Items from a dataset:
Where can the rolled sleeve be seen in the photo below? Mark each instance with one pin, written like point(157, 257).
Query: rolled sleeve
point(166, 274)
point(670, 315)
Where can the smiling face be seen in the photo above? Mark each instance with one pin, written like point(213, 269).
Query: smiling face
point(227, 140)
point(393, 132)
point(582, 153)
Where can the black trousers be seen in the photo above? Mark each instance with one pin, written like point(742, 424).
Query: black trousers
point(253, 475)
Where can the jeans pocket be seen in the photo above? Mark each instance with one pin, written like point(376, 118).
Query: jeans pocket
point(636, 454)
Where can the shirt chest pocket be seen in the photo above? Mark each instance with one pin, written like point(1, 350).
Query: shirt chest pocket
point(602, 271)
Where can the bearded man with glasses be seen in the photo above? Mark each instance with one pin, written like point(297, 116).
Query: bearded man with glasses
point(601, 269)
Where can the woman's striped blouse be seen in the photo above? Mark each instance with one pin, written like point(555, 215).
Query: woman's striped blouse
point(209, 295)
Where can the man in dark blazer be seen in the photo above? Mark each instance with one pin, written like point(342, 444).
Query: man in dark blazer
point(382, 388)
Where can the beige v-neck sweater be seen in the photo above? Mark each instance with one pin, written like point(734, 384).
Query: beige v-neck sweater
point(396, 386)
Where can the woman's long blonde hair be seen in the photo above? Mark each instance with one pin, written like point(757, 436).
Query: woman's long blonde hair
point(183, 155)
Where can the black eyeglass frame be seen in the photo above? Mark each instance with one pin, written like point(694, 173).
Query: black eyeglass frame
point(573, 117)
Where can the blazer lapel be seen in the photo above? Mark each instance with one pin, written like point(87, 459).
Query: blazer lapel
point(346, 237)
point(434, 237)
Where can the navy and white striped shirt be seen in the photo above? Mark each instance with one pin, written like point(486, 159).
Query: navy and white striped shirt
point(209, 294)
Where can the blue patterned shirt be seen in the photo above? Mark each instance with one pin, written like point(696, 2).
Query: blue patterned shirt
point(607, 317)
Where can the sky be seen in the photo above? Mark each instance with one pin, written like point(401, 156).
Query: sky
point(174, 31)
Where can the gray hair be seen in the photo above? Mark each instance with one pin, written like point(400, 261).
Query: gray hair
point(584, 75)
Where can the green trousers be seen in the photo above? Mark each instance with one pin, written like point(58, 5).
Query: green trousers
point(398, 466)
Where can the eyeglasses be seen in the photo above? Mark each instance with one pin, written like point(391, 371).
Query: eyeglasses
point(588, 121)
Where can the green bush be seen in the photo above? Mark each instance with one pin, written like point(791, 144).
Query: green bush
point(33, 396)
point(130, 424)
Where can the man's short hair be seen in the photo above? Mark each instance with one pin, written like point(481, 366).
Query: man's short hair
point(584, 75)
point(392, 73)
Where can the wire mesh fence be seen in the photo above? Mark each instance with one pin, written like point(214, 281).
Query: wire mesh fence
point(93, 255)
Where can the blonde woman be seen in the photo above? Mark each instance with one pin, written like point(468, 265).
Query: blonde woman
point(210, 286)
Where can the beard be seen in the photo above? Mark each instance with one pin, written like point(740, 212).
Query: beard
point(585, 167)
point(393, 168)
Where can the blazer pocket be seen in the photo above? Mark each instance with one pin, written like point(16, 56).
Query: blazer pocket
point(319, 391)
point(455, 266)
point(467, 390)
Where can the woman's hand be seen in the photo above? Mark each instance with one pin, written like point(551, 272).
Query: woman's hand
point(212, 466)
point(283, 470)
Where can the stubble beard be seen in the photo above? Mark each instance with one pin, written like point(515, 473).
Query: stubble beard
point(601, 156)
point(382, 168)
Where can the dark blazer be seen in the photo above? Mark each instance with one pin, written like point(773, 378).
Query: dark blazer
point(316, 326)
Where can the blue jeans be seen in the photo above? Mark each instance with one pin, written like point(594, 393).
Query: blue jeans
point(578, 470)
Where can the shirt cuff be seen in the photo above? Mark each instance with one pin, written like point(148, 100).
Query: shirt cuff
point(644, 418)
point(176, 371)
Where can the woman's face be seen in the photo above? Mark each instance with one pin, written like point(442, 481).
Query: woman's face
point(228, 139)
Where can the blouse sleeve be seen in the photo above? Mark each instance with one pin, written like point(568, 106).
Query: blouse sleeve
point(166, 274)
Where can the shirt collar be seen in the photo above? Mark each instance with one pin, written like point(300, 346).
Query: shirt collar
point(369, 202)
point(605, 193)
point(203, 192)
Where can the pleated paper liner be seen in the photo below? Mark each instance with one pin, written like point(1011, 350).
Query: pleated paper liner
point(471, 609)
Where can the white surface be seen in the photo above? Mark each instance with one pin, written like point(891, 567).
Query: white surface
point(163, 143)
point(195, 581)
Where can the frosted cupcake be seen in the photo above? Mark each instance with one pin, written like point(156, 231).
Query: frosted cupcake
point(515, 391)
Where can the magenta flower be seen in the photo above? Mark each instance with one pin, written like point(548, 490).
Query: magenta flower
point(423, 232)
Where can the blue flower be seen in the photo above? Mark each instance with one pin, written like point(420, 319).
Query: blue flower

** What this task involves **
Reproduce all entries. Keep them exact.

** Your solution **
Where can the rolled sleeve be seen in the photo below? Mark each instance with one pin, written like point(157, 257).
Query: rolled sleeve
point(166, 274)
point(670, 315)
Where can the smiling face be seen in the photo above? Mark each instance with one pin, written like point(213, 269).
Query: smiling face
point(227, 140)
point(393, 132)
point(582, 153)
Where can the black trousers be seen in the photo above? Mark each instance with one pin, written like point(742, 424).
Query: black trousers
point(253, 475)
Where can the jeans pocket be seen in the photo above? Mark each instance with one pin, written like point(376, 118).
Query: jeans pocket
point(636, 454)
Where can the shirt chest pocket be seen in the photo above? Mark each instance with one pin, written like point(1, 350).
Query: shirt chest pocket
point(602, 271)
Where can the bearded man with glasses be seen in the photo above? Mark each instance with one pin, written like point(297, 116).
Query: bearded man with glasses
point(601, 269)
Where can the woman's striped blouse be seen in the photo above? Mark each instance with one pin, written like point(555, 215).
Query: woman's striped blouse
point(209, 295)
Where can the man in dark blazer be seen in the photo above? Mark each instance with one pin, written like point(342, 444).
Query: man in dark blazer
point(382, 388)
Where can the beige v-neck sweater be seen in the photo above? Mark each instance with one pin, written like point(734, 384).
Query: beige v-neck sweater
point(396, 386)
Where can the woman's long blonde hair be seen in the photo above? Mark each instance with one pin, written like point(757, 436).
Query: woman's long blonde hair
point(183, 155)
Where can the black eyeglass frame be seen in the photo above? Mark each instance with one pin, written like point(694, 173).
Query: black eyeglass frame
point(573, 117)
Where can the blazer lapel be seen in the photo above? Mark each instance with one pin, written like point(87, 459).
Query: blazer lapel
point(346, 237)
point(434, 237)
Where can the navy and white striped shirt be seen in the photo above? Mark each instance with one pin, written like point(486, 159).
Query: navy and white striped shirt
point(209, 294)
Where can the blue patterned shirt be seen in the photo above? Mark each instance with one pin, written like point(696, 2).
Query: blue patterned shirt
point(607, 317)
Where can the sky be seen in the photo above? Mark each instance with one pin, written like point(401, 156).
Query: sky
point(174, 31)
Where can the gray hair be seen in the photo above? Mark each instance with one pin, written like point(400, 261).
Query: gray hair
point(584, 75)
Where can the green trousers be seen in the photo above? Mark each instance with one pin, written like point(58, 5).
Query: green trousers
point(398, 466)
Where can the eyeglasses be seen in the photo above? Mark each instance with one pin, written like point(391, 371).
Query: eyeglasses
point(588, 121)
Where can the green bush be seen in the photo above? Mark each instance with one pin, written like point(791, 144).
Query: green bush
point(33, 396)
point(130, 424)
Where can the man's short hair be seen in the photo above? Mark each instance with one pin, written like point(481, 366).
Query: man's short hair
point(584, 75)
point(392, 73)
Where can the wire mesh fence be seen in the photo above? Mark each instance with one pin, written like point(214, 281).
Query: wire mesh fence
point(93, 255)
Where can the blonde woman be seen in the photo above? Mark each instance with one pin, written like point(468, 265).
Query: blonde woman
point(210, 286)
Where can the beard be seen in the photo above? Mark each instance with one pin, written like point(740, 212).
Query: beard
point(585, 167)
point(393, 168)
Where can the blazer pocket be seen in the photo above? Mark each instance with one pin, written like point(16, 56).
Query: blazer pocket
point(319, 391)
point(455, 266)
point(467, 390)
Where can the woman's hand be seen in the photo above? Mark each instance with one pin, written like point(551, 272).
Query: woman's hand
point(212, 466)
point(283, 470)
Where can the stubble beard be seen in the photo above? Mark each instance with one pin, written like point(515, 473).
Query: stubble beard
point(601, 156)
point(382, 168)
Where can the dark blazer be seen in the photo above? Mark each instance with one pin, written like point(773, 378).
Query: dark blazer
point(316, 326)
Where can the blue jeans be seen in the photo above? Mark each instance with one pin, written like point(594, 393).
Query: blue jeans
point(578, 470)
Where can the shirt cuff be seen in the photo above? Mark each instance with one pin, written like point(148, 100).
Query: shirt cuff
point(644, 418)
point(176, 371)
Where can the woman's face be seen in the photo above? Mark each instance with one pin, written like point(442, 481).
Query: woman's face
point(228, 139)
Where can the blouse sleeve be seen in the photo above? Mark each instance with one pin, written like point(568, 106).
Query: blouse sleeve
point(166, 274)
Where can the shirt collar be seen in the photo above? Mark each instance with one pin, written like point(300, 346).
Query: shirt collar
point(369, 202)
point(605, 193)
point(203, 192)
Where can the pleated paper liner be seen in the photo below? Mark each instance with one pin, written like point(1011, 350).
Query: pleated paper liner
point(471, 609)
Where can the white surface be seen in the photo above? Mark each instance with one pin, written like point(891, 567).
Query: white surface
point(163, 143)
point(195, 581)
Where can the frosted cupcake be seen in the photo above? Mark each instance with one pin, written like point(156, 231).
Query: frosted cupcake
point(515, 391)
Where can the magenta flower be seen in the photo above? Mark each instance with one pin, written like point(548, 490).
Query: magenta flower
point(423, 232)
Where can the blue flower be seen in the photo above? Mark each instance with one pin, written like point(420, 319).
Query: blue flower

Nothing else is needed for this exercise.